**Tekst**
_ _ _ _

English Abstract It is thought that groundwater velocities under glacial
conditions may increase considerably favouring the dissolution of salt domes
wherein radoactive waste disposals are planned. A groundwater flow
modelling study has been carried out to test geohydrological responses on
glacial conditions. The basis of this groundwater model is formed by the
hydrogeological model defined by the RGD. Three different hydrogeological
units are distinguished. The effects of different stages of the Saalian
glaciation on the geohydrological system of NW Europe are simulated.
Results of the modelling study with the European groundwater model suggest
relatively high groundwater velocities during glaciations. Extreme high
velocities may develop when the snout of the glacier is overlying the thin,
pinched out parts of the aquifer. Areas with reduced subglacial meltwater
infiltration which are assumed to be favourable areas for subglacial
channelling and tunnelling processes coincide with areas where many relics
of these processes (channel fills and eskers) are observed. Drainage of the
highly pressurized groundwater mainly takes place in the proximal proglacial
lakes, seas, discontinuous permafrost zones and rivers.

_ _ _ _

**Opdracht**
Beantwoord over de tekst over grondwater onder glaciale omstandigheden de volgende vragen.
(a) Hoeveel hydrogeologische eenheden worden er onderscheiden?
(b) De effecten van welke glaciatie op het geohydrologische systeem van Noordwest-Europa worden gesimuleerd?
(c) Waar vindt de drainage van het grondwater dat onder hoge druk staat vooral plaats?
Baseer je uitsluitend op de tekst.

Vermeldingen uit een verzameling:
_ _ _ _

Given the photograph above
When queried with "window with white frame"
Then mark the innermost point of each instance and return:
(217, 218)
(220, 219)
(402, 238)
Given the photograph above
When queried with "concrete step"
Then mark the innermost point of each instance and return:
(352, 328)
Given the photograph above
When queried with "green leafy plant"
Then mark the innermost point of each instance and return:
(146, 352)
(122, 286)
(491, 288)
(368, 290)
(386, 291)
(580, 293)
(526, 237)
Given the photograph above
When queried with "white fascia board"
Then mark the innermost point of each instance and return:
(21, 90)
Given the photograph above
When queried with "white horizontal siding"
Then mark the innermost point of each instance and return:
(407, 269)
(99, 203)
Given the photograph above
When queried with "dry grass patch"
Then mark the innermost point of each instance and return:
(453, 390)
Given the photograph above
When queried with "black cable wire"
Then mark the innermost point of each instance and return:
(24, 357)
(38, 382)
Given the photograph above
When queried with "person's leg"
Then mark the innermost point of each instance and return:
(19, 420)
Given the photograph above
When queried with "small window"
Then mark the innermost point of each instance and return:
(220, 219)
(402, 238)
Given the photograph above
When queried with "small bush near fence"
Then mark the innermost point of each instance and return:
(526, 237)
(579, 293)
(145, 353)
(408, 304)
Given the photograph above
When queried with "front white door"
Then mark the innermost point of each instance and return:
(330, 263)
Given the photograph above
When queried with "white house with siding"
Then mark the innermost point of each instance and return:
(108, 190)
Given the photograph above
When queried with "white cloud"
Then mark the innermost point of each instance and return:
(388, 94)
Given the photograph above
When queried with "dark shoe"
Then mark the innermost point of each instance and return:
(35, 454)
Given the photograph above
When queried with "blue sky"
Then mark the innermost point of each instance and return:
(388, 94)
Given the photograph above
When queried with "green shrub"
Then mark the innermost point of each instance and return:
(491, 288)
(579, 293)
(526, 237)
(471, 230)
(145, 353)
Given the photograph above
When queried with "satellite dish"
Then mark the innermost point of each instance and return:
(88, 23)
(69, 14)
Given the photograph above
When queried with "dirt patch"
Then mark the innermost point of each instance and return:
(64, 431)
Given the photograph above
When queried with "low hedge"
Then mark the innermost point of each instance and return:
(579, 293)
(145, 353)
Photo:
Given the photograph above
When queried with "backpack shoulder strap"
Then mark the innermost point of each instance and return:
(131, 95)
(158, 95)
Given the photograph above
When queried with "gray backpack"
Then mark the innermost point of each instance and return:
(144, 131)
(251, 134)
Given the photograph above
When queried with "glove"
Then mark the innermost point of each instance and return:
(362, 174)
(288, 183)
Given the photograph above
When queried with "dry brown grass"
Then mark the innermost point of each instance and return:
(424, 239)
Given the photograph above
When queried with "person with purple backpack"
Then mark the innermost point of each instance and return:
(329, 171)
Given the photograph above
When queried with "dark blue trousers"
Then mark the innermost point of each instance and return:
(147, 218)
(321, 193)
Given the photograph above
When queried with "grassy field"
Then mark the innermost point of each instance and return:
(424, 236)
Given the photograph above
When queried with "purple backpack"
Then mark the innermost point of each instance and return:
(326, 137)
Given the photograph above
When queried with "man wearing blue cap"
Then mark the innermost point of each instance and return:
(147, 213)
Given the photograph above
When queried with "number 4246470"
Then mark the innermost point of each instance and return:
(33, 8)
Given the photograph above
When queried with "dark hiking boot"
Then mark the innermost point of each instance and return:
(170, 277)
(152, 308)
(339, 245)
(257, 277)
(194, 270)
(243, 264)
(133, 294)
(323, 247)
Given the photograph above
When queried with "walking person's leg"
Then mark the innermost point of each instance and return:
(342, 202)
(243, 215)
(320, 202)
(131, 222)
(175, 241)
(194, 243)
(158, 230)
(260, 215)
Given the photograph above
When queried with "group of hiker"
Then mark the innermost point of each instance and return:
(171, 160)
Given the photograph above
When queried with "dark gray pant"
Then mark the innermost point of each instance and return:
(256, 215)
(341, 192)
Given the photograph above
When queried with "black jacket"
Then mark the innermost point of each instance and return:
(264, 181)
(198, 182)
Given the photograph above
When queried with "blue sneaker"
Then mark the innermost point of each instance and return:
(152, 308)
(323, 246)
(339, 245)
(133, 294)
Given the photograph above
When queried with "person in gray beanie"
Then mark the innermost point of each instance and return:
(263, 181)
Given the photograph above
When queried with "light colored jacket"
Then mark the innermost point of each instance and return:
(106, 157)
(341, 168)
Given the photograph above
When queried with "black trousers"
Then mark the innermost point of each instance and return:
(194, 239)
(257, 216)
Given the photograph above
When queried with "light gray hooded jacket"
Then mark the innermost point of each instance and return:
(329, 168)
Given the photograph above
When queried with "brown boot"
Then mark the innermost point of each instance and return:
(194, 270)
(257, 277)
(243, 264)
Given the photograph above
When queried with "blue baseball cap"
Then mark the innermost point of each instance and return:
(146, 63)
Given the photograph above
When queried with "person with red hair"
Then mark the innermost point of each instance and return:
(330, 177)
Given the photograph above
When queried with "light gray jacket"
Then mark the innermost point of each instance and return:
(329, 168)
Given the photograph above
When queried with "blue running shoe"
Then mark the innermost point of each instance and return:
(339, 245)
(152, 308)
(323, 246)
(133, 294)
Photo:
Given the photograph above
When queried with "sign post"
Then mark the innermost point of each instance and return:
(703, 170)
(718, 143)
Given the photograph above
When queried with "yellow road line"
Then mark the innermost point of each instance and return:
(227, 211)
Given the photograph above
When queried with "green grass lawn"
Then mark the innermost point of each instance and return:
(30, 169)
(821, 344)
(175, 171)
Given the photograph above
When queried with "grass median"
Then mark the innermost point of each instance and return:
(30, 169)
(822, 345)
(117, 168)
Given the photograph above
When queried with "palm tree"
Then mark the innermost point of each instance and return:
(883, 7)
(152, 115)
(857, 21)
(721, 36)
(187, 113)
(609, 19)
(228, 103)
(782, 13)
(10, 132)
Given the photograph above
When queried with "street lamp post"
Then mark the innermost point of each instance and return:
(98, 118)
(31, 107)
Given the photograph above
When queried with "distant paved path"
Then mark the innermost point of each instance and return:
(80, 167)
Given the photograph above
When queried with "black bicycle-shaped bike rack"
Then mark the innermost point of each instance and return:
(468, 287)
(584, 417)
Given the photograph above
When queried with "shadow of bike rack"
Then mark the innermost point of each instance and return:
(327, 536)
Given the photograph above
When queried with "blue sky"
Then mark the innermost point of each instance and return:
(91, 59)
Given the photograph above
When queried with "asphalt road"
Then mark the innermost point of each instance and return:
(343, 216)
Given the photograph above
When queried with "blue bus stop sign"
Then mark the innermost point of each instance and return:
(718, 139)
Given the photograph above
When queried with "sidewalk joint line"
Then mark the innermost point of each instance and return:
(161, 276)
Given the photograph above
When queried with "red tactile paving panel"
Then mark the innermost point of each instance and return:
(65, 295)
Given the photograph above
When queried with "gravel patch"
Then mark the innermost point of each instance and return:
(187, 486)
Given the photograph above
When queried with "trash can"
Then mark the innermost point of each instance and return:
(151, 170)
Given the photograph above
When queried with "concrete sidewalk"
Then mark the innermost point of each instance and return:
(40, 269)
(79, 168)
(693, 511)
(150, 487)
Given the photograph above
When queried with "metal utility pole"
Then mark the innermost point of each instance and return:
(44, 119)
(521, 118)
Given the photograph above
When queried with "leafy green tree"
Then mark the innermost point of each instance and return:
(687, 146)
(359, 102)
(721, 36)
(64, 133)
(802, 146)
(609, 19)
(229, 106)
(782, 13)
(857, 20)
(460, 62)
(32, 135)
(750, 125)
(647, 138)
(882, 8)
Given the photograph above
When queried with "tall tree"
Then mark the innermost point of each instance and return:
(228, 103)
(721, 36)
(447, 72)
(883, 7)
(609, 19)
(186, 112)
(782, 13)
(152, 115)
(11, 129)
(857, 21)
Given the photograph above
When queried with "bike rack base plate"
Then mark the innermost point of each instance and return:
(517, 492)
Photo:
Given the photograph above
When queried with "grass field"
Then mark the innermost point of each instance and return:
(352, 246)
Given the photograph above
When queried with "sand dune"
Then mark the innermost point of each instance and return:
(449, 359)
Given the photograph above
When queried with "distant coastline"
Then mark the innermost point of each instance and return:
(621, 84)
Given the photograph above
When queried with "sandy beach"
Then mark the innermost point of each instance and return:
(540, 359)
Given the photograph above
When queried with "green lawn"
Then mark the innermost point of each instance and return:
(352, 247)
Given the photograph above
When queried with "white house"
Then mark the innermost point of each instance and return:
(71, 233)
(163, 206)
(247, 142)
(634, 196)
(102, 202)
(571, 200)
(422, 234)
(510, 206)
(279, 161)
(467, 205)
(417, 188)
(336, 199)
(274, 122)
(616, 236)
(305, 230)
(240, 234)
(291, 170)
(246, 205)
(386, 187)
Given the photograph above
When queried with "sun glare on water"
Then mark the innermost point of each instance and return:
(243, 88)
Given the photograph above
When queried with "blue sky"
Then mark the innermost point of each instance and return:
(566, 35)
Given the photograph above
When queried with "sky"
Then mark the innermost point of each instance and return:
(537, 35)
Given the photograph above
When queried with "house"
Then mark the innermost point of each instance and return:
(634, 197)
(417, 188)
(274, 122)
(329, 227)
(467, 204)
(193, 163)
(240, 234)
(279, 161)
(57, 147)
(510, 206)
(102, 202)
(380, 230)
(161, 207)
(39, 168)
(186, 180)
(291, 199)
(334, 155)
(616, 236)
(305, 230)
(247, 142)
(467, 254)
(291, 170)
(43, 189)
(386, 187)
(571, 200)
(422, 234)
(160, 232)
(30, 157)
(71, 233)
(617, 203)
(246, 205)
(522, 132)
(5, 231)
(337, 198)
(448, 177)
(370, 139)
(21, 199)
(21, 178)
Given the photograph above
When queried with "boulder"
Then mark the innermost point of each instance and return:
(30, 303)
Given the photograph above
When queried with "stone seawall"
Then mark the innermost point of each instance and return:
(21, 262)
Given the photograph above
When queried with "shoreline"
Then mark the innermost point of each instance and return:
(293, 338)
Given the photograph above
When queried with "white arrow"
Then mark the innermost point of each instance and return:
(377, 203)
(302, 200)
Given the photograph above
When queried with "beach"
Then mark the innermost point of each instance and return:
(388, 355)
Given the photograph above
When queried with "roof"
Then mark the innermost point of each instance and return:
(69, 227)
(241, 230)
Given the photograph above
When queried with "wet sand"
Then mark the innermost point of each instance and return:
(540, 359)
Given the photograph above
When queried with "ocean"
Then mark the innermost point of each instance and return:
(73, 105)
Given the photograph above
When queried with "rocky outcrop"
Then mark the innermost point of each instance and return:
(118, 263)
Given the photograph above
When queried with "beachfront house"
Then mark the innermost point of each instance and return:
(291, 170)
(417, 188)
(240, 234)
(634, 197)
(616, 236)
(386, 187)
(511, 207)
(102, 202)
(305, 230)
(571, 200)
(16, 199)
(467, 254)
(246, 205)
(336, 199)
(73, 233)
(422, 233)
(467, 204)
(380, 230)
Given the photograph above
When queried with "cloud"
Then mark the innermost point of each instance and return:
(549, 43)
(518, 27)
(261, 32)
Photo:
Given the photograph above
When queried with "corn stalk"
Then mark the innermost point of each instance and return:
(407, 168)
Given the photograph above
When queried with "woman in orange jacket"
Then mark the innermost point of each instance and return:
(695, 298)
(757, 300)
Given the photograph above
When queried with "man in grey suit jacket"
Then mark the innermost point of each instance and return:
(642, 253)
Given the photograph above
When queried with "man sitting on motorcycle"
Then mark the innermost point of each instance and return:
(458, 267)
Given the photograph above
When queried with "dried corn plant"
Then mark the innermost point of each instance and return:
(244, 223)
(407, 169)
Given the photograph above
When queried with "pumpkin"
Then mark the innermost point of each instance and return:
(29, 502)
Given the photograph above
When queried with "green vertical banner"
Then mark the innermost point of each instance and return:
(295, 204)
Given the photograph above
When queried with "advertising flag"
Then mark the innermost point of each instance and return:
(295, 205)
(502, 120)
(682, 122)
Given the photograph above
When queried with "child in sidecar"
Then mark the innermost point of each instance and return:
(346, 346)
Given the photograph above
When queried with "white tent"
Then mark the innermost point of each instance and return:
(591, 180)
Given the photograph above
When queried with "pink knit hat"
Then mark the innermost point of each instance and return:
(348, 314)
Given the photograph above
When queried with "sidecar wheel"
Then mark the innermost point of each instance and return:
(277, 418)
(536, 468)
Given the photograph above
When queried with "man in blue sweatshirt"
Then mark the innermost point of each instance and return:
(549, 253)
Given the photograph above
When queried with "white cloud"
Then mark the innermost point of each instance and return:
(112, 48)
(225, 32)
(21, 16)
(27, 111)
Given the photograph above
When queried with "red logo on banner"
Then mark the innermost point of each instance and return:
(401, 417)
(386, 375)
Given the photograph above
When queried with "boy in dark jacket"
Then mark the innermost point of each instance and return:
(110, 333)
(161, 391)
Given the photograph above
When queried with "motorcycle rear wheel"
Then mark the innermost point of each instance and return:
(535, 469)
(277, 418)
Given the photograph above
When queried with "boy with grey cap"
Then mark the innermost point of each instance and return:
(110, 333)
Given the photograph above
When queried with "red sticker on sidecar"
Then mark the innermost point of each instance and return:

_ _ _ _

**Antwoord**
(a) Er worden drie hydrogeologische eenheden onderscheiden.
(b) Het gaat om de effecten van de Saalien-glaciatie.
(c) Vooral in de proximale proglaciale meren, zeeën, zones met discontinue permafrost en rivieren.